Extracted material:
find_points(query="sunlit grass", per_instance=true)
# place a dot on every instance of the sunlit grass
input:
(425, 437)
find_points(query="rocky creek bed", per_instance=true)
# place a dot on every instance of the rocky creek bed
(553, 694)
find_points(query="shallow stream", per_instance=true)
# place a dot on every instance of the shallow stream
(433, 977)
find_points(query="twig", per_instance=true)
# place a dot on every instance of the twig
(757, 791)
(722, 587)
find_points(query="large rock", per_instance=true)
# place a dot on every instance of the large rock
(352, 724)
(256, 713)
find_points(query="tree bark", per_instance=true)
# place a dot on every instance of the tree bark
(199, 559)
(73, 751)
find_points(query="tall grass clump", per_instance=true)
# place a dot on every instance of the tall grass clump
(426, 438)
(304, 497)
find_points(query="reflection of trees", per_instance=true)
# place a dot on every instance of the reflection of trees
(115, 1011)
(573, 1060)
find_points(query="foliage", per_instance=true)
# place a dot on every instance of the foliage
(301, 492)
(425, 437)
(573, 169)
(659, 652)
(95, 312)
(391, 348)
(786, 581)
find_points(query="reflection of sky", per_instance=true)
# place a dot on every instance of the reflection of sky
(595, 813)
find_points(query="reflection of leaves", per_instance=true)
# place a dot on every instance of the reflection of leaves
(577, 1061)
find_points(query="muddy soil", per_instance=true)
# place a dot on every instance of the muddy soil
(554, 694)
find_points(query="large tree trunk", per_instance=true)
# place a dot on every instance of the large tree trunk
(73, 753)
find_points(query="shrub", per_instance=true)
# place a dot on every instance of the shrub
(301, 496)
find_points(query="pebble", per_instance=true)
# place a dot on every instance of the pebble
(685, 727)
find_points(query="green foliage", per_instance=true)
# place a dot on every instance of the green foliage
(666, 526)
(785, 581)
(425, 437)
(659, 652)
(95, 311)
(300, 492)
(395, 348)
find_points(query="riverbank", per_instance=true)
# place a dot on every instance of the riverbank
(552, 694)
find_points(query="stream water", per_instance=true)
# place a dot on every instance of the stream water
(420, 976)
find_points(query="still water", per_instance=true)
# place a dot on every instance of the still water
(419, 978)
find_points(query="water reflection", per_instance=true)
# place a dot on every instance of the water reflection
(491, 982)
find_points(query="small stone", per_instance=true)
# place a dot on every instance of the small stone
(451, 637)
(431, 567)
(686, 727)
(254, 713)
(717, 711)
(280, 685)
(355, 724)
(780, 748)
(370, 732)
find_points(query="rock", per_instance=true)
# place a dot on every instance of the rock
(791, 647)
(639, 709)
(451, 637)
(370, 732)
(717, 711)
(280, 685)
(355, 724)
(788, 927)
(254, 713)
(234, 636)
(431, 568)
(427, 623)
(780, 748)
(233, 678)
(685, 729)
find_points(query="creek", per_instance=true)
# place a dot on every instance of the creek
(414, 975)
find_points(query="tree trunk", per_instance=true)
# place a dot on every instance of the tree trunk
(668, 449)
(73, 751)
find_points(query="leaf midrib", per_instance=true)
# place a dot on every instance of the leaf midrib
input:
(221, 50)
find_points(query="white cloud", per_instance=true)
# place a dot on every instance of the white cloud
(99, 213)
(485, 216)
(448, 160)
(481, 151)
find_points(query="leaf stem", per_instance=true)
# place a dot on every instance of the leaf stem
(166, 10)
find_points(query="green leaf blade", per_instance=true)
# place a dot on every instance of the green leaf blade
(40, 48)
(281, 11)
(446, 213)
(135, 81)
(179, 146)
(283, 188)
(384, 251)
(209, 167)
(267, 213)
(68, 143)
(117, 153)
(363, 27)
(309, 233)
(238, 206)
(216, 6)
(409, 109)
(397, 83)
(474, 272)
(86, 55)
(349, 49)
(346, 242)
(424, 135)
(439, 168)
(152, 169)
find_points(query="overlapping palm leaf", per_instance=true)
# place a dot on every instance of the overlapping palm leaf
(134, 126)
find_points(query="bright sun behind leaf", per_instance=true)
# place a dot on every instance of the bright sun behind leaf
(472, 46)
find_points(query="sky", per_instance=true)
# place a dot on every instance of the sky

What needs to be done: Go through the records above and retype each one exactly.

Output of the exercise:
find_points(query="sunlit grass", per_instance=true)
# place a dot on every instance of the sunlit grass
input:
(425, 437)
find_points(query="rocky creek bed", per_instance=true)
# place a dot on every instance of the rocky creek bed
(553, 694)
find_points(query="shallow stream", per_instance=true)
# place a dot on every instance of the shallow stream
(433, 977)
find_points(query="twig", per_instance=true)
# place a dot on every instance of the twig
(757, 791)
(722, 587)
find_points(query="large rock", per_instance=true)
# place a dot on every instance of the large rock
(352, 724)
(256, 713)
find_points(query="tree bark", per_instance=true)
# place a dot on every instance of the tree bark
(199, 559)
(73, 751)
find_points(query="tall grass clump", per_instance=true)
# place a dot on every instance of the tall grass clump
(426, 438)
(304, 497)
find_points(query="reflection of trees", per_instance=true)
# place a dot on every instance of the reflection of trees
(115, 1011)
(573, 1060)
find_points(query="foliage", per_instance=true)
# place a dot on every instance of the foliage
(301, 492)
(425, 437)
(573, 169)
(659, 652)
(95, 312)
(391, 348)
(786, 581)
find_points(query="reflection of sky", per_instance=true)
# place a dot on every instance of the reflection of sky
(595, 813)
find_points(query="reflection of leaves", per_instance=true)
# place a dot on every instance of the reflection of leaves
(577, 1061)
find_points(query="muddy soil", per_instance=true)
# place a dot on every instance of the muddy soil
(554, 694)
find_points(query="large tree trunk", per_instance=true)
# place a dot on every instance of the large tree trunk
(73, 753)
find_points(query="shrub", per_instance=true)
# place a dot on every instance of the shrub
(301, 496)
find_points(query="pebble", per_instance=true)
# place a dot on every instance of the pebble
(685, 727)
find_points(query="green foliage", per_instance=true)
# place a dot on every instance of the green foliage
(666, 526)
(785, 581)
(425, 437)
(659, 652)
(95, 311)
(300, 492)
(395, 348)
find_points(query="riverbank", per_instance=true)
# place a dot on every instance of the riverbank
(552, 694)
find_points(query="stream water", per_instance=true)
# place a dot on every instance of the stream water
(420, 976)
find_points(query="still water", per_instance=true)
# place a dot on every instance of the still water
(419, 978)
find_points(query="water reflection", per_instance=true)
# place a dot on every instance of the water reflection
(491, 982)
find_points(query="small stone", per_instance=true)
# place a dot on every instance of the small stone
(451, 637)
(431, 567)
(686, 727)
(254, 713)
(717, 711)
(280, 685)
(355, 724)
(780, 748)
(370, 732)
find_points(query="rock", per_instance=true)
# place a dot on every instance of the rock
(791, 647)
(639, 709)
(451, 637)
(370, 732)
(717, 711)
(280, 685)
(355, 724)
(788, 927)
(254, 713)
(234, 636)
(431, 568)
(427, 623)
(780, 748)
(233, 678)
(685, 729)
find_points(query="creek", per_instance=true)
# place a dot on every instance of the creek
(414, 975)
find_points(query="tree trunk", per_instance=true)
# place a dot on every instance of the tree trunk
(668, 449)
(73, 751)
find_points(query="leaf midrib", per_instance=true)
# place a dot on every instance of the leaf midrib
input:
(221, 50)
find_points(query="white cloud", per_instance=true)
# place a dot on every instance of the white cloud
(99, 213)
(485, 216)
(448, 160)
(481, 151)
find_points(query="leaf stem", per_instance=true)
# place a dot on every instance of the leaf stem
(166, 10)
find_points(query="green leaf blade", per_instance=true)
# place a dot on every instance of the green leaf blade
(40, 48)
(281, 11)
(446, 213)
(135, 81)
(179, 146)
(283, 188)
(384, 251)
(209, 167)
(267, 213)
(68, 143)
(117, 153)
(363, 27)
(309, 233)
(238, 206)
(216, 6)
(409, 109)
(397, 83)
(474, 272)
(86, 55)
(349, 49)
(346, 242)
(424, 135)
(439, 168)
(152, 169)
find_points(query="overlapping palm leaf", per_instance=true)
# place a dot on every instance of the overlapping palm leaf
(134, 126)
find_points(query="bright sun behind leaf", per_instance=true)
# place a dot on every instance of the bright sun behind leaf
(472, 46)
find_points(query="sky", per_instance=true)
# place a dot on every instance of the sky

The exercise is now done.